## [EXERCISE BRIEF]
Retype the opening lines of the listing below, ending with the line that contains "bag in the photo above.", and leave out any pictures.

## [EXERCISE INPUT]
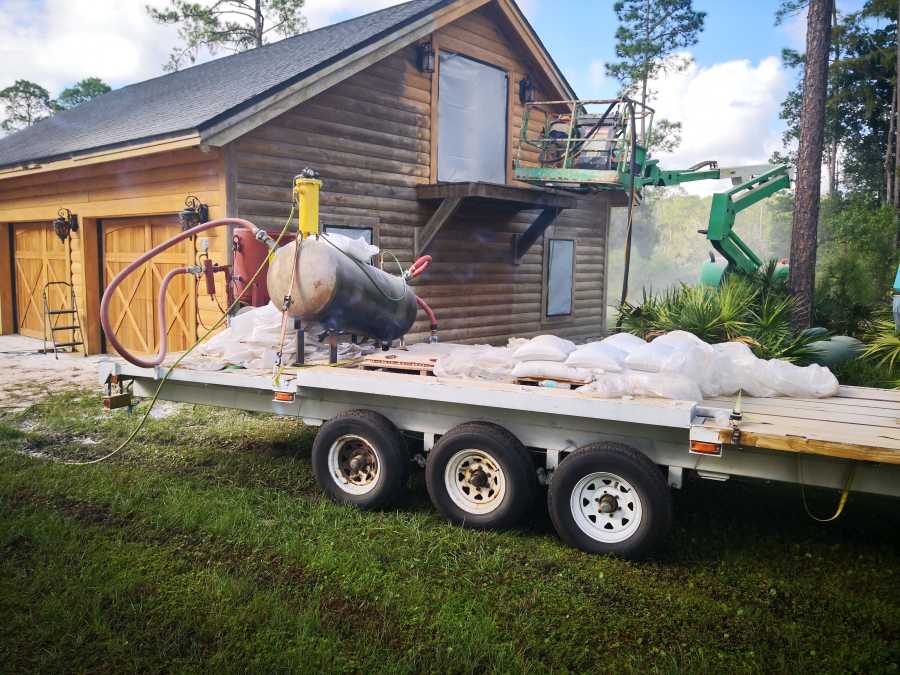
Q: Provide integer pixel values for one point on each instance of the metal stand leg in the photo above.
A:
(301, 343)
(332, 349)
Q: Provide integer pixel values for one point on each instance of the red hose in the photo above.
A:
(419, 266)
(161, 300)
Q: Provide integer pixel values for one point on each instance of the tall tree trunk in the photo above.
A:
(809, 161)
(896, 101)
(835, 125)
(888, 192)
(259, 27)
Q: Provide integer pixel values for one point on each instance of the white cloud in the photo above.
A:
(58, 42)
(728, 112)
(320, 13)
(596, 76)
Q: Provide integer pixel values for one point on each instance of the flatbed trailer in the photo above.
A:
(609, 463)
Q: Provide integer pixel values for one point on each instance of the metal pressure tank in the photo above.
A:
(341, 292)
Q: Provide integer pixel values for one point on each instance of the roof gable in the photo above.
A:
(223, 98)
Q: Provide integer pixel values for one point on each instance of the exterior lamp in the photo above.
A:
(426, 57)
(194, 213)
(526, 90)
(66, 222)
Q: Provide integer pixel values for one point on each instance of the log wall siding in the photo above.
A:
(152, 185)
(371, 138)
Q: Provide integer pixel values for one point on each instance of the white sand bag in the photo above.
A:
(551, 370)
(597, 356)
(665, 385)
(651, 357)
(813, 381)
(609, 385)
(544, 348)
(493, 364)
(625, 342)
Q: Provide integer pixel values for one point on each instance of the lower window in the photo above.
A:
(560, 277)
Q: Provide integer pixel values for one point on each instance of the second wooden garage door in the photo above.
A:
(40, 257)
(133, 307)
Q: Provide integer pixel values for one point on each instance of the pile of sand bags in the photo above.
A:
(677, 365)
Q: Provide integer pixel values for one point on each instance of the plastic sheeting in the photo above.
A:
(472, 101)
(252, 338)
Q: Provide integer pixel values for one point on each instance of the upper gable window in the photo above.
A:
(472, 106)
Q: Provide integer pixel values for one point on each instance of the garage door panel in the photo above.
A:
(133, 306)
(40, 257)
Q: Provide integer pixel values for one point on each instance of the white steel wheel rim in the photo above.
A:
(354, 464)
(606, 507)
(475, 481)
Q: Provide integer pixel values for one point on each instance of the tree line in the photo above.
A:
(230, 25)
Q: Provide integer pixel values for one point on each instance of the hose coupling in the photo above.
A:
(264, 237)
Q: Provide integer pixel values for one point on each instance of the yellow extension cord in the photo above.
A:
(841, 503)
(209, 332)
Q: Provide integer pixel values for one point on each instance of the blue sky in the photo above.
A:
(727, 101)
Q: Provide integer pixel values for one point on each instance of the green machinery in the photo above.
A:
(594, 145)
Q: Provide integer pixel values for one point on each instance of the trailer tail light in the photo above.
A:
(706, 448)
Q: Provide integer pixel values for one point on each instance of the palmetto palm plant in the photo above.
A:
(752, 309)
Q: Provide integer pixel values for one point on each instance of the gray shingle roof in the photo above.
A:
(192, 98)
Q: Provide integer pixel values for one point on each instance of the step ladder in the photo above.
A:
(60, 320)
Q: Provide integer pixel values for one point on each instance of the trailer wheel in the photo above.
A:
(358, 459)
(479, 475)
(609, 498)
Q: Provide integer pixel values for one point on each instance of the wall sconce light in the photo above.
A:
(194, 213)
(425, 56)
(66, 222)
(526, 90)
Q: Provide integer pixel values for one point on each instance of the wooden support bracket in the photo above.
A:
(523, 242)
(425, 235)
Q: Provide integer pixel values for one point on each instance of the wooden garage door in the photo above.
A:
(40, 257)
(133, 307)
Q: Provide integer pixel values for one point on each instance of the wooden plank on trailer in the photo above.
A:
(789, 409)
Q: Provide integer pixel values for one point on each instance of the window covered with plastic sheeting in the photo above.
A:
(560, 277)
(472, 103)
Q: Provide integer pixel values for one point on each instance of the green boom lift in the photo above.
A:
(587, 146)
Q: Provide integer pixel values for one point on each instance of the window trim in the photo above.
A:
(557, 319)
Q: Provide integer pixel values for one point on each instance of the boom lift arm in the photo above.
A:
(726, 205)
(587, 151)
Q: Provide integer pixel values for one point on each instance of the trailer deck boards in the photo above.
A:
(859, 423)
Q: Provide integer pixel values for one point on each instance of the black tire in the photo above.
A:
(632, 467)
(506, 453)
(379, 436)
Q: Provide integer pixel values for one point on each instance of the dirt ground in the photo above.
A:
(26, 374)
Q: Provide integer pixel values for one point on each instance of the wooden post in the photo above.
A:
(88, 259)
(7, 325)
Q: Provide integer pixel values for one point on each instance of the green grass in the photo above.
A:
(206, 546)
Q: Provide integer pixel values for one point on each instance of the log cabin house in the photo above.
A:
(410, 114)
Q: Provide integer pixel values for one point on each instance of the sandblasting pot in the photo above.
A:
(342, 293)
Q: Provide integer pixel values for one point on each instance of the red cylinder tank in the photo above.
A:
(248, 253)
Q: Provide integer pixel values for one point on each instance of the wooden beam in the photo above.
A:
(6, 289)
(523, 242)
(425, 235)
(524, 197)
(89, 303)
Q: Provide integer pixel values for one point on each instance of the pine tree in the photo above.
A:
(234, 25)
(809, 161)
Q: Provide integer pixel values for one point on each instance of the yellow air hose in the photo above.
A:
(845, 493)
(209, 332)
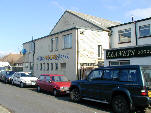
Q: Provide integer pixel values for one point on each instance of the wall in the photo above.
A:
(43, 49)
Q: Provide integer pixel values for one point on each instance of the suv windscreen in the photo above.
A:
(146, 71)
(59, 78)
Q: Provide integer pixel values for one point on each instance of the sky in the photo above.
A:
(20, 20)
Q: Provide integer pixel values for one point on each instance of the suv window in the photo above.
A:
(110, 74)
(47, 78)
(41, 77)
(128, 75)
(96, 74)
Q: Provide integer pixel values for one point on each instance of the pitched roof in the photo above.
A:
(13, 58)
(100, 22)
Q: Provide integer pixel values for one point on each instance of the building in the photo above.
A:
(130, 43)
(74, 45)
(15, 61)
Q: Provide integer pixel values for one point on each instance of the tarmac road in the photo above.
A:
(27, 100)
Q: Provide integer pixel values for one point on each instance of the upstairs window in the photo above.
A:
(67, 41)
(144, 30)
(124, 35)
(51, 49)
(56, 43)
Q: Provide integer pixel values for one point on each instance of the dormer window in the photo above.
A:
(144, 31)
(124, 35)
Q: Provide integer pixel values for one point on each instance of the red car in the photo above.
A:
(57, 84)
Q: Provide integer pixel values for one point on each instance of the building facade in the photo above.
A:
(75, 43)
(130, 43)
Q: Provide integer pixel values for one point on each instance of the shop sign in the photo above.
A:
(129, 52)
(53, 57)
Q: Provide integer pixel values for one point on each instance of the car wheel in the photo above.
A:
(6, 81)
(12, 82)
(75, 95)
(21, 85)
(120, 104)
(55, 93)
(38, 89)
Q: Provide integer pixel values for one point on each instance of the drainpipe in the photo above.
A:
(136, 33)
(77, 55)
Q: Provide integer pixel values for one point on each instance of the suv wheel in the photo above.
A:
(75, 95)
(21, 85)
(55, 92)
(38, 89)
(12, 82)
(120, 104)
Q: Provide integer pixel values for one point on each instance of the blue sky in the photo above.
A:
(22, 19)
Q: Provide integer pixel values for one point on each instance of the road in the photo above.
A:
(27, 100)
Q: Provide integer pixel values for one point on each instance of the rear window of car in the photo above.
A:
(59, 78)
(128, 75)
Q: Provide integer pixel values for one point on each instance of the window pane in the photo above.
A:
(144, 30)
(125, 35)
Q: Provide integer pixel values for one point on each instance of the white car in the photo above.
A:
(23, 79)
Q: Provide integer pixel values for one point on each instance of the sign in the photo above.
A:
(129, 52)
(53, 57)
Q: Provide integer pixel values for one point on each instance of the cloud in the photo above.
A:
(58, 5)
(140, 13)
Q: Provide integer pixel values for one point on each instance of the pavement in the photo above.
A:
(4, 110)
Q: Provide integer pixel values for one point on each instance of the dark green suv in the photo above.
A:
(124, 87)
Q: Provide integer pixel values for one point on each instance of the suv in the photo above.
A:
(57, 84)
(23, 79)
(124, 87)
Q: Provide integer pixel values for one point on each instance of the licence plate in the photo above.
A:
(149, 93)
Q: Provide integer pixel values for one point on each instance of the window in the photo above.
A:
(31, 47)
(124, 35)
(47, 78)
(110, 74)
(96, 74)
(51, 66)
(47, 66)
(51, 45)
(100, 51)
(41, 77)
(56, 66)
(40, 66)
(44, 66)
(56, 43)
(144, 30)
(67, 41)
(63, 65)
(127, 75)
(117, 63)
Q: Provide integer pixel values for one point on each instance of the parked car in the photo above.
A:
(7, 76)
(124, 87)
(57, 84)
(23, 79)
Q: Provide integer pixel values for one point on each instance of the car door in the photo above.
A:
(41, 81)
(91, 87)
(48, 83)
(108, 82)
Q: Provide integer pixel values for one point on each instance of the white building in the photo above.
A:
(130, 43)
(77, 41)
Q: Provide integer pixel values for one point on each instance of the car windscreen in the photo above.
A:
(10, 72)
(26, 75)
(146, 71)
(59, 78)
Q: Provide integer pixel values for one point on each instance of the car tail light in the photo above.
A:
(144, 93)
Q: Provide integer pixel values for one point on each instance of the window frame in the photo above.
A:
(67, 41)
(126, 32)
(144, 29)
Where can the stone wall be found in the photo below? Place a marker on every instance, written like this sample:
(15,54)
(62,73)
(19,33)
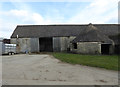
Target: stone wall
(87,48)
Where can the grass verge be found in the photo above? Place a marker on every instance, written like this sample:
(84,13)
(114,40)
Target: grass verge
(103,61)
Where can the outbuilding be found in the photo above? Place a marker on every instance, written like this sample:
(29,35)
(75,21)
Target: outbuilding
(58,38)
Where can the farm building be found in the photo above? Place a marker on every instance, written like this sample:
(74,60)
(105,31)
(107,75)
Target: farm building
(85,39)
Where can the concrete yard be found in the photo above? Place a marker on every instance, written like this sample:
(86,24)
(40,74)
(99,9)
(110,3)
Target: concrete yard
(43,69)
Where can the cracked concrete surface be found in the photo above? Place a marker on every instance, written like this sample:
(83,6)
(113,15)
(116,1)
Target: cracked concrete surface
(46,70)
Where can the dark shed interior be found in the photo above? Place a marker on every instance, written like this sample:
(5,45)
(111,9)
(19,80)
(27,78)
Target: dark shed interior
(105,48)
(46,44)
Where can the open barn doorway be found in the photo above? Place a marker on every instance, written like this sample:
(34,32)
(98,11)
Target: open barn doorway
(105,48)
(46,44)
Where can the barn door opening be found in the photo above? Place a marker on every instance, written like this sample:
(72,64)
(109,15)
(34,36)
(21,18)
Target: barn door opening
(46,44)
(105,48)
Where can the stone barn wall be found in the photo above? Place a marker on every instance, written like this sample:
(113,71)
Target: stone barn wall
(61,44)
(87,48)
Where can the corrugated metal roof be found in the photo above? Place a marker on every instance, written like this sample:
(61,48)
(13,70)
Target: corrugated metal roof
(31,31)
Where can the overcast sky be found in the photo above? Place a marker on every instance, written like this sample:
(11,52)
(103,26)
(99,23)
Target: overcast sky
(39,13)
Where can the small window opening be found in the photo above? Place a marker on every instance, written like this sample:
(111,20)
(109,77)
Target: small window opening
(75,45)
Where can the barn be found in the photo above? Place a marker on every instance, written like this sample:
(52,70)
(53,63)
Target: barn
(94,38)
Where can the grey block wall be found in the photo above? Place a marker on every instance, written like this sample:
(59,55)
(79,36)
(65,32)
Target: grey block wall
(87,48)
(26,44)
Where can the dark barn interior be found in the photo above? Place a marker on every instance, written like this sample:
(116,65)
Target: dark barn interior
(117,49)
(105,48)
(46,44)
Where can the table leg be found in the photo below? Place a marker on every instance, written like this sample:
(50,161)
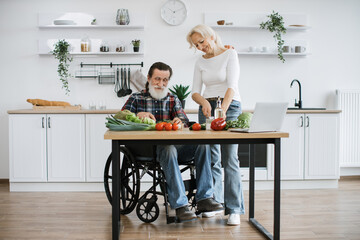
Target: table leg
(115,189)
(252,220)
(277,190)
(252,181)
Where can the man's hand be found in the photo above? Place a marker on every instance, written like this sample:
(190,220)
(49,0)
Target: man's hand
(142,115)
(229,47)
(177,121)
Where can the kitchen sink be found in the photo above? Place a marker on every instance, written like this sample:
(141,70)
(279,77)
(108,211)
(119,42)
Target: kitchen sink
(306,108)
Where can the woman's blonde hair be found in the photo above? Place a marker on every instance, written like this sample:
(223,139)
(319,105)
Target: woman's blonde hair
(206,32)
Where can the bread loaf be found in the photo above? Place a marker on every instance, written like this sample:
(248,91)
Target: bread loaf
(41,102)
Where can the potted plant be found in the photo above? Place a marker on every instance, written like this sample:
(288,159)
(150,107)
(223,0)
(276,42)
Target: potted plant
(181,92)
(275,24)
(61,52)
(136,44)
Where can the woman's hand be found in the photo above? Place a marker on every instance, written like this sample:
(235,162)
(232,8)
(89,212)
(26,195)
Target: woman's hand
(141,115)
(206,108)
(177,121)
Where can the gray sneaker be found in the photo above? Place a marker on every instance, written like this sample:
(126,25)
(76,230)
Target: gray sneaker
(183,214)
(209,205)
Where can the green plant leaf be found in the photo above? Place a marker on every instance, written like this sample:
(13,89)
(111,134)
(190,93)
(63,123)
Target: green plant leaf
(276,24)
(180,91)
(61,52)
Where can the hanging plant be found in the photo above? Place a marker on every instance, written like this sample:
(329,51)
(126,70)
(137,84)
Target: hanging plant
(275,24)
(61,52)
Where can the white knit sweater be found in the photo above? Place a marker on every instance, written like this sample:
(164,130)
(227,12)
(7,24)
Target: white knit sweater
(217,74)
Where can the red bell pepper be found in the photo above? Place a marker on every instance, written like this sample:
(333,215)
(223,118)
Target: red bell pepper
(218,124)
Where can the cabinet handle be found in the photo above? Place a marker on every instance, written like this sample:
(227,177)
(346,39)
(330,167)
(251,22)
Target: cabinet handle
(307,121)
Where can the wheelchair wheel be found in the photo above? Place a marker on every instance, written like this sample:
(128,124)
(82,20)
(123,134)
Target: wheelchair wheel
(190,193)
(147,209)
(130,182)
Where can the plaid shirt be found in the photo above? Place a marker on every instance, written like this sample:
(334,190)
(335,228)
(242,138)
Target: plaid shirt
(166,108)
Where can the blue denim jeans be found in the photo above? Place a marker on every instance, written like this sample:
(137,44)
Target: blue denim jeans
(170,156)
(226,155)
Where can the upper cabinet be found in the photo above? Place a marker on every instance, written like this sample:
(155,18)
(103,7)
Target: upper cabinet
(242,30)
(100,29)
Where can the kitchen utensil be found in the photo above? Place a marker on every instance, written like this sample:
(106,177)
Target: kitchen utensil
(125,83)
(117,83)
(129,91)
(122,91)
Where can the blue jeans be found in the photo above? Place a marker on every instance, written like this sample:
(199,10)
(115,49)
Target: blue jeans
(226,155)
(170,156)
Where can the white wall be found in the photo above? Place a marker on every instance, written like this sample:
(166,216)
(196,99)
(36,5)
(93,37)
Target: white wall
(334,64)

## [YOUR SOLUTION]
Q: Provide integer pixel values for one point on each instance of the metal stand leg in the photo above.
A:
(301, 343)
(332, 349)
Q: Provide integer pixel values for one point on each instance of the red hose in the photo above.
A:
(419, 266)
(161, 300)
Q: Provide integer pixel values for one point on each instance of the tall tree trunk in the photo above.
A:
(809, 161)
(896, 101)
(835, 125)
(888, 192)
(259, 27)
Q: Provide integer pixel values for one point on each instance of the white cloud in the photo above.
A:
(58, 42)
(728, 112)
(320, 13)
(596, 76)
Q: Provide integer pixel values for one point on each instance of the flatbed trailer in the photo above.
A:
(609, 463)
Q: Provide integer pixel values for one point on each instance of the metal pressure tank in the photo above.
A:
(341, 292)
Q: Provide integer pixel values for one point on each instance of the roof gable in the photo above.
A:
(223, 98)
Q: Provide integer pixel values for one point on each instance of the exterior lamp in the photo above.
A:
(426, 57)
(194, 213)
(526, 90)
(66, 222)
Q: Provide integer pixel values for one point on each instance of the log wall siding in the photo above.
A:
(152, 185)
(371, 138)
Q: Provide integer pixel values for one point on each instance of the white sand bag in the photo above.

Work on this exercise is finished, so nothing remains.